QUOTED PASSAGE
[START]

Deployment

Sentinel runs as a Kubernetes Deployment managed by Krane. For details on how Krane manages sentinel state, see the Krane documentation.

When sentinels are created

Sentinels are created as part of the deployment workflow in the control plane worker (svc/ctrl/worker/deploy/deploy_handler.go). During the deploying phase, the ensureSentinels step checks whether each target region already has a sentinel for the environment. If a region has no sentinel, the workflow inserts one into the database and writes a deployment_changes outbox entry in the same transaction. Once the outbox entry exists, Krane picks it up via the WatchDeploymentChanges stream and applies the corresponding Kubernetes resources.

Convergence tracking

After creating a sentinel, the deploy workflow calls SentinelService.Deploy() (svc/ctrl/worker/sentinel/) and blocks until the sentinel has fully converged in Kubernetes. This ensures traffic can route to the sentinel before the deployment proceeds to domain assignment. SentinelService is a Restate virtual object keyed by sentinel ID, so calls for the same sentinel serialise automatically. A Deploy call:

Reads the current sentinel row and merges the request fields over it (zero values mean “keep current”). If nothing changed and the sentinel is already healthy on the desired image, the call returns READY immediately.
Writes the new config plus a deployment_changes outbox entry in a single transaction and sets deploy_status = progressing. Krane picks up the outbox entry and applies the update to Kubernetes.
Creates a Restate awakeable and persists its ID under the notify_ready_awakeable state key, then suspends until either the awakeable resolves or a 10-minute timeout fires.
The awakeable is resolved by ReportSentinelStatus on the control-plane cluster service: when Krane reports a sentinel whose running_image matches image and whose health is healthy, the RPC calls SentinelService.NotifyReady (a shared handler on the same virtual object), which resolves the stored awakeable ID and unblocks Deploy.
On resolve, deploy_status is set to ready and the call returns. On timeout, deploy_status is set to failed — the single-sentinel path does not self-rollback; failed sentinels stay on whatever state Kubernetes ended up in, and fleet-level rollback is the operator’s call via SentinelRolloutService.RollbackAll.

[END]

(Coordinate annotation items)
[START]

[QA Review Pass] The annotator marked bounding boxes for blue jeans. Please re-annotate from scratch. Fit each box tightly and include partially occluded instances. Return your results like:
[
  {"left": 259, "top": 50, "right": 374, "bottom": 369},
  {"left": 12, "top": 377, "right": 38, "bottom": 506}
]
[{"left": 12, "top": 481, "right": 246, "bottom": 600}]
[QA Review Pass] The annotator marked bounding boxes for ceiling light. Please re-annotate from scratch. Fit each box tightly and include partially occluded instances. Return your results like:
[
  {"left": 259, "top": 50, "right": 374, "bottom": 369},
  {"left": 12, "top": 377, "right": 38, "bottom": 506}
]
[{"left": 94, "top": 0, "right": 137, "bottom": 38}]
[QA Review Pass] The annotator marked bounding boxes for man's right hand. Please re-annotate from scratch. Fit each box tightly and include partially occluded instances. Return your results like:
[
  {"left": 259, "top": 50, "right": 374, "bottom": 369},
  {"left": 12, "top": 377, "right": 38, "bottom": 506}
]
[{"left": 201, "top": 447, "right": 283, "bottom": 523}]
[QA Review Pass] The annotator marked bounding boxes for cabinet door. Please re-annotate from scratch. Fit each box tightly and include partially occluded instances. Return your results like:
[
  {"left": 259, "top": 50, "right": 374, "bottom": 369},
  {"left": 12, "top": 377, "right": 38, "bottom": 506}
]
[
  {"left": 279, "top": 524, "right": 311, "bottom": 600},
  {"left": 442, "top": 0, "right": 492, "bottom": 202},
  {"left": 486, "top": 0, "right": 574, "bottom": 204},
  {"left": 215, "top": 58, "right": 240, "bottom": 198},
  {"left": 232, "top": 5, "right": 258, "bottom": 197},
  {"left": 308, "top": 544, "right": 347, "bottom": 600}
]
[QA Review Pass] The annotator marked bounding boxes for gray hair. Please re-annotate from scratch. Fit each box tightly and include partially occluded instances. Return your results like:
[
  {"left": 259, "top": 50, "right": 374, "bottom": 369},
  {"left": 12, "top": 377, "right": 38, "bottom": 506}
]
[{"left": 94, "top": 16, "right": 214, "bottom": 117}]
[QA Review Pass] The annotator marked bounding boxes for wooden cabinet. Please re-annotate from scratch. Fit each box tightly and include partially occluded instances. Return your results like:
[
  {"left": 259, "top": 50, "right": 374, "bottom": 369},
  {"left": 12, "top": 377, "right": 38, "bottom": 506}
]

[END]
[START]

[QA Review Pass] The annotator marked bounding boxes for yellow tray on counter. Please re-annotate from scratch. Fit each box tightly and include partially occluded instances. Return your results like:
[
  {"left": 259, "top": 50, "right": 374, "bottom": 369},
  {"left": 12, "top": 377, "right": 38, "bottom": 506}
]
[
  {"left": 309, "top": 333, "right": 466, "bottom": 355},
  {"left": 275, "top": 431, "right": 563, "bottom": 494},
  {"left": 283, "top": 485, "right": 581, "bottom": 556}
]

[END]
[START]

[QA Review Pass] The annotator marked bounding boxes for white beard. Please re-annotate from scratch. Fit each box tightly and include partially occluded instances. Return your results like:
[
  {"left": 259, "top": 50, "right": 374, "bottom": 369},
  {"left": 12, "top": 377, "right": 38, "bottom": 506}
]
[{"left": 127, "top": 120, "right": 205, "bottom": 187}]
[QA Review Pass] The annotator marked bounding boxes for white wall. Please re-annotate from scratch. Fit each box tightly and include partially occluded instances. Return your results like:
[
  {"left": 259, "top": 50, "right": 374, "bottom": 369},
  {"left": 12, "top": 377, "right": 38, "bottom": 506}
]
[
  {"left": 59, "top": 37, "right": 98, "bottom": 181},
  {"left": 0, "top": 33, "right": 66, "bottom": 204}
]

[END]

WRITTEN TASK A
Answer from the sentinel deployment text:
(i) What does Sentinel run as, and what manages it?
(ii) Through which stream does Krane pick up an outbox entry?
(iii) How long can a Deploy call stay suspended before a timeout fires?
WRITTEN TASK B
Rewrite the sentinel deployment text starting at "Sentinel runs as" and ending at "corresponding Kubernetes resources.". Substitute "change record" for "outbox entry" each time it occurs.
WRITTEN TASK C
Write the next part of the sentinel deployment text, picking up after its final sentence.
Nothing in the items is needed here.

TASK ANSWER A
(i) A Kubernetes Deployment managed by Krane.
(ii) The WatchDeploymentChanges stream.
(iii) 10 minutes.

TASK ANSWER B
Sentinel runs as a Kubernetes Deployment managed by Krane. For details on how Krane manages sentinel state, see the Krane documentation.

When sentinels are created

Sentinels are created as part of the deployment workflow in the control plane worker (svc/ctrl/worker/deploy/deploy_handler.go). During the deploying phase, the ensureSentinels step checks whether each target region already has a sentinel for the environment. If a region has no sentinel, the workflow inserts one into the database and writes a deployment_changes change record in the same transaction. Once the change record exists, Krane picks it up via the WatchDeploymentChanges stream and applies the corresponding Kubernetes resources.

TASK ANSWER C
Krane reports the following fields on every Deployment status change, which the control plane writes into the sentinels row so anything that needs to reason about rollout progress can do so from the DB:

Field	Purpose
`available_replicas`	Pods ready for MinReadySeconds
`updated_replicas`	Pods running the current pod template spec
`ready_replicas`	Pods passing readiness probes
`observed_generation`	Last generation processed by K8s

The sentinel’s deploy_status column is an enum with four values: idle, progressing, ready, failed. Fleet rollouts have their own lifecycle state (including rolling_back) which is stored in Restate K/V, not in the sentinel row — see the next section.

Fleet-wide image rollouts

Changing the sentinel image for a single sentinel is a SentinelService.Deploy call. Rolling the image across the whole fleet is a separate service: SentinelRolloutService (svc/ctrl/worker/sentinel/rollout_*.go). The deploy workflow never does this implicitly — it only creates sentinels for regions that don’t have one yet and never auto-upgrades existing sentinels. Fleet rollouts are initiated explicitly (e.g. operator tooling). SentinelRolloutService is a Restate virtual object keyed by the literal string singleton, which serialises all rollout operations globally. Its state lives in the Restate K/V store under the rollout key and tracks the full lifecycle so Resume, Cancel, and RollbackAll can pick up where the previous call left off.

Rollout lifecycle

Rollout state is one of:

State	Meaning
`idle`	No rollout in flight (also the effective state before the first `Rollout` call).
`in_progress`	A rollout is executing waves.
`paused`	A wave had at least one failing sentinel. Waiting for operator to call `Resume` or `RollbackAll`.
`rolling_back`	`RollbackAll` is reverting succeeded sentinels to their previous image.
`cancelled`	Operator called `Cancel`, or a rollback finished.
`completed`	All waves finished with no failures.

Waves

Rollout(image, wavePercentages?, slackWebhookUrl?) starts a rollout:

Lists all running sentinels (paged) and their current image. Sentinels already on the target image are filtered out; the rest are captured into PreviousImages so a later rollback knows what to revert to.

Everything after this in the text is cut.